>> begin Text shown

# Shipping



## Glen48 (Jul 6, 2012)

Hello
Looking at shipping some items from Australia to the Philippines...wondering if any one has costs on shipping and what would sell over there.. think Women wear accessories etc
Any ideas would be nice
Thanks


----------



## Tukaram (Dec 18, 2014)

If you are not in a hurry the balikbayan box is a great option. Flat rate per box. Price depends on size, not weight. Only problem is it is shipped on a slow boat. Not sure from Australia but my last one from Texas took 8 weeks.


----------



## DadiangasTexan (Dec 5, 2015)

I've had boxes take 45 days up 70 days when weather has been bad coming from the US and from the middle east. It's CHEAP though. Have had good luck with LBC, Makati Express and Pinoy Kargo Plus.


----------



## M.C.A. (Feb 24, 2013)

The costs of shipping aren't that cheap for such a small box, but there's no weight restrictions that I'm aware of but you'll need to really tape and tie that box good.

I don't see shipping Balikbyan boxes here as a good way of making money, especially clothes, you can find Western clothes at the Yuki-Yuki spots from 5 peso's on up. And if these boxes are loaded with the same items such as several appliances and electronic gadgets they'll hold the box and have you travel to Manila to pick it up and pay the customs fee's.

Main reason to send balikbayan boxes is to bring things you can't find here or items we just can't live without or need badly.


----------



## Tukaram (Dec 18, 2014)

When I was first moving over here I shipped 11 BB boxes. My Forex shipper asked me how many 32" TVs I was shipping. I was confused... told him none. He said if the Filipinos are shipping half a dozen boxes they will include 3 or 4 TVs to sell and pay for all their shipping cost... I have not tried that yet ha ha

Apparently TVs sell?


----------



## Glen48 (Jul 6, 2012)

mcalleyboy said:


> The costs of shipping aren't that cheap for such a small box, but there's no weight restrictions that I'm aware of but you'll need to really tape and tie that box good.
> 
> I don't see shipping Balikbyan boxes here as a good way of making money, especially clothes, you can find Western clothes at the Yuki-Yuki spots from 5 peso's on up. And if these boxes are loaded with the same items such as several appliances and electronic gadgets they'll hold the box and have you travel to Manila to pick it up and pay the customs fee's.
> 
> Main reason to send balikbayan boxes is to bring things you can't find here or items we just can't live without or need badly.


OK I have a g/friend there and looking at sending her things to sell to try and make an income... so any idea how much per KG to send From Oz
?


----------



## Gary D (Oct 28, 2013)

Glen48 said:


> OK I have a g/friend there and looking at sending her things to sell to try and make an income... so any idea how much per KG to send From Oz
> ?


bb boxes are by volume not kg. Just give her the money and cut out all the hassle.


----------



## M.C.A. (Feb 24, 2013)

*Business*



Glen48 said:


> OK I have a g/friend there and looking at sending her things to sell to try and make an income... so any idea how much per KG to send From Oz
> ?


I'm with Gary, just send her the extra money and let her figure out a business, she could buy clothes from a market and then sell local but most of the citizens here have no money, they won't pay much extra for clothing, food or anything.

>> end Text shown
>> begin Dataset entries

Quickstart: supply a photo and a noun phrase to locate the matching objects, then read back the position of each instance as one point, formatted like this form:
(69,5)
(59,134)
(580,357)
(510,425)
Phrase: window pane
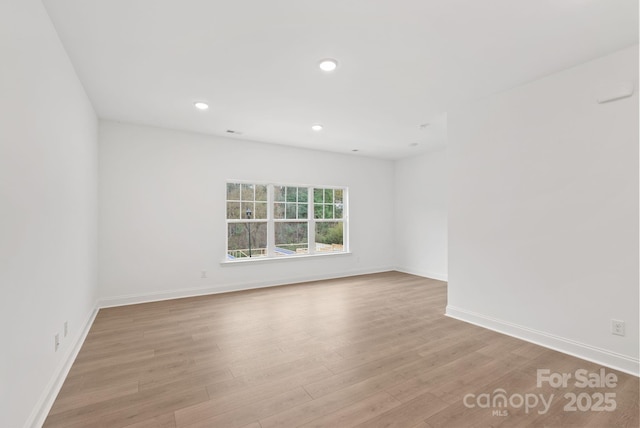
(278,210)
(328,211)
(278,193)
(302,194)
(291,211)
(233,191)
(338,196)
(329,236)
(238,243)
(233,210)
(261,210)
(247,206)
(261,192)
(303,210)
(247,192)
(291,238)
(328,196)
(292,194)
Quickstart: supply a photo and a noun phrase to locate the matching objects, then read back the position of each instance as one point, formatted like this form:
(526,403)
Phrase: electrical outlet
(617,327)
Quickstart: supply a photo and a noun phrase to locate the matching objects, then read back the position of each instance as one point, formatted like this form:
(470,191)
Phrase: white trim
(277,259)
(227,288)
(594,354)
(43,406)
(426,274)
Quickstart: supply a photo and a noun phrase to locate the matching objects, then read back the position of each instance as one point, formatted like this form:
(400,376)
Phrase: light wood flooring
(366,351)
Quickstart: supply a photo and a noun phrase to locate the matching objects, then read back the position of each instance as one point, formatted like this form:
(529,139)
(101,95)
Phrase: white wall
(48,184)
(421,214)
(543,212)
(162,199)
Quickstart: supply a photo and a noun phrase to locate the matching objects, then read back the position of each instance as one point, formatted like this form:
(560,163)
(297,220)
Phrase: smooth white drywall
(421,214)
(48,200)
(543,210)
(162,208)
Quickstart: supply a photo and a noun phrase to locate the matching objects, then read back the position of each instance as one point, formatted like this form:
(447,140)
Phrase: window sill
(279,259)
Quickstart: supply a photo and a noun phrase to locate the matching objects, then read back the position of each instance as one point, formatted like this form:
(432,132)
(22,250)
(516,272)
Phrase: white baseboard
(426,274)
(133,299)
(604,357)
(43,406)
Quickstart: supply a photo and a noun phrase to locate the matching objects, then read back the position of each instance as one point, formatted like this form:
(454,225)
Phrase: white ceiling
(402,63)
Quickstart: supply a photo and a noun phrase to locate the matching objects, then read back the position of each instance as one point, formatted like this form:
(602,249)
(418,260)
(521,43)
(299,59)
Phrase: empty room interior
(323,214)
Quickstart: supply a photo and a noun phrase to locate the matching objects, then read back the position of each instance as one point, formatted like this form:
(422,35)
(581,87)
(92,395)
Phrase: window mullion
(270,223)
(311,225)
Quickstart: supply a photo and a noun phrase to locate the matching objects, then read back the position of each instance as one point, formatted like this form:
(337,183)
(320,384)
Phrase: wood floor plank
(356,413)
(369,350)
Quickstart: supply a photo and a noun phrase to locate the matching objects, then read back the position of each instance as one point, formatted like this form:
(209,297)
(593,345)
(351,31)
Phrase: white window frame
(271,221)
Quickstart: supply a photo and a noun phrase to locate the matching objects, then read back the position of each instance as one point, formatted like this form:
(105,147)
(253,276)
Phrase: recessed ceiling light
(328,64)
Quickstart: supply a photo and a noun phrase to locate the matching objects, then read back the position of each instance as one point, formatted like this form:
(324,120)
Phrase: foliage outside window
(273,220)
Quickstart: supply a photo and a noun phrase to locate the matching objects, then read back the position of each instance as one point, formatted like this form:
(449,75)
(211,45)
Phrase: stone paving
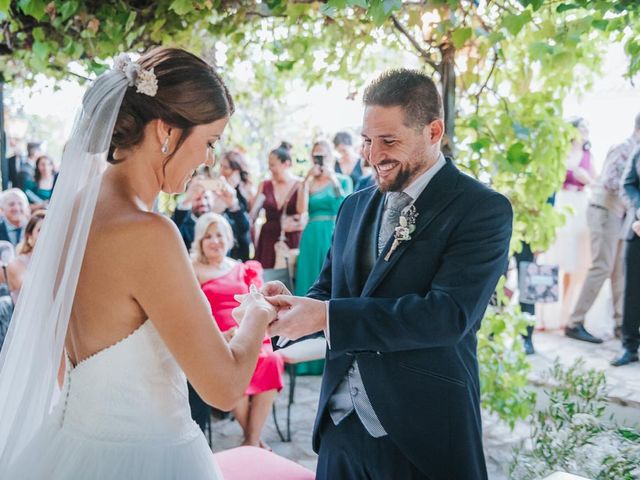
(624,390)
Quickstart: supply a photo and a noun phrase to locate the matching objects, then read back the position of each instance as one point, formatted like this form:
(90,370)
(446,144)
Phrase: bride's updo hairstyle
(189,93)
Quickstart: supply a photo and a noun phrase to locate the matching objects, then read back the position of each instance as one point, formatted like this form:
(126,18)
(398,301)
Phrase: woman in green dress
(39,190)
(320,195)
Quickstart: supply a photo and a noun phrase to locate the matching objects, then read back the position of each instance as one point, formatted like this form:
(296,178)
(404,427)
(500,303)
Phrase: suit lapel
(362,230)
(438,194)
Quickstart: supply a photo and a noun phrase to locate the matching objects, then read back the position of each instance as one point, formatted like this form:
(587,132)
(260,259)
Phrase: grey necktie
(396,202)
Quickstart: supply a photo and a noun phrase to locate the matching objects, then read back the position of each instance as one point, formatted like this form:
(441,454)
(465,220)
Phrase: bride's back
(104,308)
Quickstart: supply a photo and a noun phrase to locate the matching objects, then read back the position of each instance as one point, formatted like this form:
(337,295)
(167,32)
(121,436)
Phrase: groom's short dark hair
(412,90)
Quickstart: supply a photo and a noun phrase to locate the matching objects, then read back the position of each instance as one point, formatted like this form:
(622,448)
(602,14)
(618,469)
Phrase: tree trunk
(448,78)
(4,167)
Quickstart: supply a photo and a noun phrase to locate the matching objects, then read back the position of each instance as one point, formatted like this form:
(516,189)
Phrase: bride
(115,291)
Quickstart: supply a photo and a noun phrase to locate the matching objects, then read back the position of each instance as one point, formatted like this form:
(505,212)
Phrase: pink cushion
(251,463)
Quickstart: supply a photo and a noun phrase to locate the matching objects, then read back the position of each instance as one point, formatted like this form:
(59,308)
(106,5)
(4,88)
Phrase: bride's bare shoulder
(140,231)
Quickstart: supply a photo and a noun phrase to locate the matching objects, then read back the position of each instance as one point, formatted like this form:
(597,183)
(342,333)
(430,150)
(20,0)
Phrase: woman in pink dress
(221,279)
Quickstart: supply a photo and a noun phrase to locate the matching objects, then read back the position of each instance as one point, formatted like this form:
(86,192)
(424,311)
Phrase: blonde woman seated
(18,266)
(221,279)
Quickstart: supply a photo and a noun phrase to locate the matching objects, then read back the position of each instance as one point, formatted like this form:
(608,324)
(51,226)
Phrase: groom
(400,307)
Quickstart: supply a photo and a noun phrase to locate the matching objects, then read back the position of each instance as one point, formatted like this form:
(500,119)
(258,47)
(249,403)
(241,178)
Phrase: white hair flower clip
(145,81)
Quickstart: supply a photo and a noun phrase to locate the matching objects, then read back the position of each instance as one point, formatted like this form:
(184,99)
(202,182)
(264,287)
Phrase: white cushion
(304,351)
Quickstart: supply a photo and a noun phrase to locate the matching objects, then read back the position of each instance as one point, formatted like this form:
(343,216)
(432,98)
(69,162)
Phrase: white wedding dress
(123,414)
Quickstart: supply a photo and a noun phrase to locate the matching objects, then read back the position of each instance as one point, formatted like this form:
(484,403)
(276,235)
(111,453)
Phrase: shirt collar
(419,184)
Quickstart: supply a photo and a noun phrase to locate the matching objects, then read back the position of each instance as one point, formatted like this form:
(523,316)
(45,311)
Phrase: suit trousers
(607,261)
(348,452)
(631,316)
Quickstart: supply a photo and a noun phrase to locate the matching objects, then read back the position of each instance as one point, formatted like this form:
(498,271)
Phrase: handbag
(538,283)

>> end Dataset entries

→ Set task: Can you output, word for word, everything in the shipping thread from "If you are not" down to "Pinoy Kargo Plus."?

→ Answer to this task:
If you are not in a hurry the balikbayan box is a great option. Flat rate per box. Price depends on size, not weight. Only problem is it is shipped on a slow boat. Not sure from Australia but my last one from Texas took 8 weeks.


----------



## DadiangasTexan (Dec 5, 2015)

I've had boxes take 45 days up 70 days when weather has been bad coming from the US and from the middle east. It's CHEAP though. Have had good luck with LBC, Makati Express and Pinoy Kargo Plus.